◆ **Source extract**:
######

Im glad Wide Open West (few states around ohio with it) don't have any caps.. :D
Month: 12.8 GB / 174.7 GB (Out / In) and its only the 7th..

Comcast outta learn from smaller isp's, where they don't offer speeds that their network cannot handle.
 
Im glad Wide Open West (few states around ohio with it) don't have any caps.. :D
Month: 12.8 GB / 174.7 GB (Out / In) and its only the 7th..

Comcast outta learn from smaller isp's, where they don't offer speeds that their network cannot handle.

good call, and if all isps wanted to be really on the ball, take some of those profits and upgrade the backbone infrastructure. It takes money to make money...
 
I did some calculations guys... You would have to download at around 800kilobits per second 24/7 for a month to hit that cap. Calculate in upstream bandwidth and you'd still have to be downloading at around 700+ kilobits per second 24/7. I dont know about you guys but my comcast was NEVER EVER that fast. I was lucky lucky to see 600, and there was no way on gods green earth I could keep that up 24/7... what server would I download from? sure as hell not bittorrent unless I had about 20 torrents going at once.

BTW the math is
2097152000Kilobits
2629743 seconds in a month

sorry but your numbers are super wrong. those KB/s in your browser windows are KILOBYTES per second not kilobits.

1 kilobit = 1000bits
8 bits in 1 byte

so your comcast connection at 6Mbps = about 768 kilobytes per second.

so 768 * 2629743 seconds in a month = 1972307.25 megabytes or 1926.08129882812 gigabytes

so to sum it up at 6mbps downloading 24/7 you can download a theoretical 1926 gigs a month and comcast only wants you to have 250 of those gigs. roughly 12.9 lets round up. 13% of what you pay for which is unlimited internet. i suggest you only pay them 13% of their monthly $60(?) which is about $8.

sounds like a good deal to me.
 
most of the comments here are just speculation, very few are posting actual numbers..

my average usage per month is usually 20-35Gb on my dsl line, and that is running a small family webserver and downloading large patching, playing online games, watching netflix videos, downloading MMO patches, buying games off steam.

######

◆ **Provided data**:
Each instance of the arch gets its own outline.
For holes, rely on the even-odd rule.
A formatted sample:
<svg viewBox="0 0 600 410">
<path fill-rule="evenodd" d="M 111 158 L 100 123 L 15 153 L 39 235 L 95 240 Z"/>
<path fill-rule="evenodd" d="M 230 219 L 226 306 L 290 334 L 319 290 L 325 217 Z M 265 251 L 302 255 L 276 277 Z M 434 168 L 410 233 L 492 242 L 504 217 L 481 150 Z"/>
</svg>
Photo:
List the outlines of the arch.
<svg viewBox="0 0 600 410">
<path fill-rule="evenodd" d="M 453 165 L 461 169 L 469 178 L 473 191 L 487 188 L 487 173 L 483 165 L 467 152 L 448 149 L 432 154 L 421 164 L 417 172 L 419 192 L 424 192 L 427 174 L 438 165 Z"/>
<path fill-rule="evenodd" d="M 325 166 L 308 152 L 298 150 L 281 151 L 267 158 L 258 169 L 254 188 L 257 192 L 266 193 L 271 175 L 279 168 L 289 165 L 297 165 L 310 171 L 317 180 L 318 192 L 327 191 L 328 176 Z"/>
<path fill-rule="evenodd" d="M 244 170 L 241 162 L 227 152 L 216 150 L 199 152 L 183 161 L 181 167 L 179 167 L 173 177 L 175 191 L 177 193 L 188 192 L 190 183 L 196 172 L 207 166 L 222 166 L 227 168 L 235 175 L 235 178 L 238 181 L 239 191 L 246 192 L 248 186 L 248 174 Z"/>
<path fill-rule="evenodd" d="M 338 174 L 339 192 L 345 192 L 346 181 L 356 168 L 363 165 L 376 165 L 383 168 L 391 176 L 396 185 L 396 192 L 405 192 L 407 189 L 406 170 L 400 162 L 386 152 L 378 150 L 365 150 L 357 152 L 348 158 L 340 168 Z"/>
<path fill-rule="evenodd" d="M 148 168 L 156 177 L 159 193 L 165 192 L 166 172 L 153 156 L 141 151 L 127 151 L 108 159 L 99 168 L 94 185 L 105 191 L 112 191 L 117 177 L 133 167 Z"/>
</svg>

######

◆ **Tasks and exercises**:
1. Retype the passage of the data cap discussion from "so your comcast" to "deal to me.".
2. Answer these from the data cap discussion:
(a) Which provider does the first comment say has no caps?
(b) What number of seconds in a month is used in the calculations?
(c) What is the average monthly usage reported on the DSL line?

◆ **Answer set**:
1.
so your comcast connection at 6Mbps = about 768 kilobytes per second.

so 768 * 2629743 seconds in a month = 1972307.25 megabytes or 1926.08129882812 gigabytes

so to sum it up at 6mbps downloading 24/7 you can download a theoretical 1926 gigs a month and comcast only wants you to have 250 of those gigs. roughly 12.9 lets round up. 13% of what you pay for which is unlimited internet. i suggest you only pay them 13% of their monthly $60(?) which is about $8.

sounds like a good deal to me.

2.
(a) Wide Open West
(b) 2629743 seconds
(c) 20-35Gb